**BRIEF**
Repeat exactly the lines of the listing from the line containing "[mark] orange flag" through its last line, and nothing beyond them.

<<<<

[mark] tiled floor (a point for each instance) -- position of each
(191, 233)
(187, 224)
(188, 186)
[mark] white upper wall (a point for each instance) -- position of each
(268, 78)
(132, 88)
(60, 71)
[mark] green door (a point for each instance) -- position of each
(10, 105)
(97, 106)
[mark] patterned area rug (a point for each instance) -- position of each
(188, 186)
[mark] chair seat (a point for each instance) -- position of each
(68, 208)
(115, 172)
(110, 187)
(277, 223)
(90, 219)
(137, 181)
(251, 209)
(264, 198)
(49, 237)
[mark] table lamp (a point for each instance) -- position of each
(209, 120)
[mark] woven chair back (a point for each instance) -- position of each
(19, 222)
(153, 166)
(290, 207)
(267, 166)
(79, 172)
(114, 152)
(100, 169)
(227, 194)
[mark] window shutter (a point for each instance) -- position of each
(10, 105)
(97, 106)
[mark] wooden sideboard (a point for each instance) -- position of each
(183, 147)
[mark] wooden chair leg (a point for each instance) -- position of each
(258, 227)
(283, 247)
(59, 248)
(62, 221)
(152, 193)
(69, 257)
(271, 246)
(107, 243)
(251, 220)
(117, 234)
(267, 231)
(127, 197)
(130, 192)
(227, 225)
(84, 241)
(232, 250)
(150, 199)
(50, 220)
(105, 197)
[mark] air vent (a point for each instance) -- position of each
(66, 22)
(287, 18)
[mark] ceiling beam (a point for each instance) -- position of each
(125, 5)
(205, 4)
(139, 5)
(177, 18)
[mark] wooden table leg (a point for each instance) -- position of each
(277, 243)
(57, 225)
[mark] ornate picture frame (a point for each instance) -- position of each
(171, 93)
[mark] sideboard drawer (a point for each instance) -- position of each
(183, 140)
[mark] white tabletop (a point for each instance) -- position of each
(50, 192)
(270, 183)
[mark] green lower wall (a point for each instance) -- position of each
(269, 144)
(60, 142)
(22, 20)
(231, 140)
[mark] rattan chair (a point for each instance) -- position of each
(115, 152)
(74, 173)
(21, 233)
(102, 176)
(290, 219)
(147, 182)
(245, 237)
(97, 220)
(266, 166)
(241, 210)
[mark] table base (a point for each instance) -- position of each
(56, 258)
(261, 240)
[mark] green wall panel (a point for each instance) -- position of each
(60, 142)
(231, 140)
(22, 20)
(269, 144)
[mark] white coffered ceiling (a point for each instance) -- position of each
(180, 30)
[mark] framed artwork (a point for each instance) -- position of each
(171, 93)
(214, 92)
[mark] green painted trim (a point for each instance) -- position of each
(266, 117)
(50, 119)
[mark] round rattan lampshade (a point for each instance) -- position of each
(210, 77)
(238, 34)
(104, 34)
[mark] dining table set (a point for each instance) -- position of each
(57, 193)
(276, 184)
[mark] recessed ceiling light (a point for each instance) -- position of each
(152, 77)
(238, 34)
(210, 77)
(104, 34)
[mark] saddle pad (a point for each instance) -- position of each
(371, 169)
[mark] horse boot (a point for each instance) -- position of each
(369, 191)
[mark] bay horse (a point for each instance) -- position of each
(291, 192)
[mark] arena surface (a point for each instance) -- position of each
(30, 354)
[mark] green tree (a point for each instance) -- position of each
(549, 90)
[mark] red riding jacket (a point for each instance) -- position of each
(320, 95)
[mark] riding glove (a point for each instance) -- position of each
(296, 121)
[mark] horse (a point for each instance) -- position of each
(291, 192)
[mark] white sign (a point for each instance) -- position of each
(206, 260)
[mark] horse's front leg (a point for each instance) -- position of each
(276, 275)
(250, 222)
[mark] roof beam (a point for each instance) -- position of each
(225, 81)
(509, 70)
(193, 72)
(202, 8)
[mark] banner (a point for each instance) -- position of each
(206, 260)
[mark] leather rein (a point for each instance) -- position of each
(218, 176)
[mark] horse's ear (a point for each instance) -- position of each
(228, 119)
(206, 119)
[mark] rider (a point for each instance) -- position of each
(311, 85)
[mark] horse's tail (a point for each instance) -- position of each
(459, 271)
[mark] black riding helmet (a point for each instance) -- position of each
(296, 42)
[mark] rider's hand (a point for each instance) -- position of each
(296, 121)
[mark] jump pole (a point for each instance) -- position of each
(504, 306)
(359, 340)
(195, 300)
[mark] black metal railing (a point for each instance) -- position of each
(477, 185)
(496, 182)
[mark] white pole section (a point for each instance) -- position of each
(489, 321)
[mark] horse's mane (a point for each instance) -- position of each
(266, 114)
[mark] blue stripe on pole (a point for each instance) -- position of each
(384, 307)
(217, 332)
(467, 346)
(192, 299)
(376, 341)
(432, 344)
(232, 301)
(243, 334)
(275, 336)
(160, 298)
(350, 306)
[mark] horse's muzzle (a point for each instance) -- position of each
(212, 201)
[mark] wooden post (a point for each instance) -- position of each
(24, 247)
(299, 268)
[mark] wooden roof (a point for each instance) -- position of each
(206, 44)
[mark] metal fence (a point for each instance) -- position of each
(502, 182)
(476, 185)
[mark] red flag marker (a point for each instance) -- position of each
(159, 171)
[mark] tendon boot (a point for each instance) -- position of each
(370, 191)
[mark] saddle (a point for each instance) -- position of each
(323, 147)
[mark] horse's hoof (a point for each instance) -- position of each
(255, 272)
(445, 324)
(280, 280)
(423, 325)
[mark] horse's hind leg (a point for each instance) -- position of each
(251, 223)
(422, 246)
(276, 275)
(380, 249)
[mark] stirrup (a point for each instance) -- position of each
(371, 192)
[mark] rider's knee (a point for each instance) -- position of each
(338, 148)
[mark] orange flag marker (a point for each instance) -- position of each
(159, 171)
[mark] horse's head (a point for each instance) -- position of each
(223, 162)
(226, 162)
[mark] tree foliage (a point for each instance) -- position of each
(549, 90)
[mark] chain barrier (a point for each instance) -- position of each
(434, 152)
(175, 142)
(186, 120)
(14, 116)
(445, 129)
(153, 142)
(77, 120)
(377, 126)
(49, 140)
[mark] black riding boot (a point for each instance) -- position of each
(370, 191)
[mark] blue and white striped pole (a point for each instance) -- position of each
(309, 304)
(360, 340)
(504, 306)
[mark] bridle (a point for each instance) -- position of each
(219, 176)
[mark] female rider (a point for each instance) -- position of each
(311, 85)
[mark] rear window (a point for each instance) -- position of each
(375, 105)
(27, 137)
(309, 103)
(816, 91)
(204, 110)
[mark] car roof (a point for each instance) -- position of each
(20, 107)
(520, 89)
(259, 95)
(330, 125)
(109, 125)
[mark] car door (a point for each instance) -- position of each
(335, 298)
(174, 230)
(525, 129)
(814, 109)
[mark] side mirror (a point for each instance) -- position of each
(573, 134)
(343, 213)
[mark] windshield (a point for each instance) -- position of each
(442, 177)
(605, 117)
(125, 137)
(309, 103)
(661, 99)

>>>>

**RESPONSE TO THE TASK**
[mark] orange flag marker (a point for each instance) -- position of each
(159, 171)
[mark] horse's head (a point for each instance) -- position of each
(223, 162)
(226, 162)
[mark] tree foliage (a point for each instance) -- position of each
(549, 90)
[mark] chain barrier (a point for each instance) -- position of each
(434, 152)
(175, 142)
(186, 120)
(14, 116)
(445, 129)
(153, 142)
(77, 120)
(377, 126)
(49, 140)
[mark] black riding boot (a point for each instance) -- position of each
(370, 191)
[mark] blue and white striped pole (a point for each instance) -- position of each
(309, 304)
(360, 340)
(504, 306)
[mark] bridle (a point for each instance) -- position of each
(219, 176)
[mark] female rider (a point for each instance) -- position of each
(311, 85)
[mark] rear window (a point for each instance) -- position of each
(375, 105)
(27, 137)
(309, 103)
(816, 91)
(204, 110)
[mark] car roof (a point for each instance) -- position of each
(20, 107)
(520, 89)
(259, 95)
(330, 125)
(109, 125)
[mark] car door (a point for each instance) -- position of each
(335, 298)
(174, 230)
(525, 129)
(814, 109)
[mark] side mirror (a point for each instance) -- position of each
(573, 134)
(343, 213)
[mark] windshield (a point for each instance) -- position of each
(442, 177)
(605, 117)
(125, 137)
(309, 103)
(661, 99)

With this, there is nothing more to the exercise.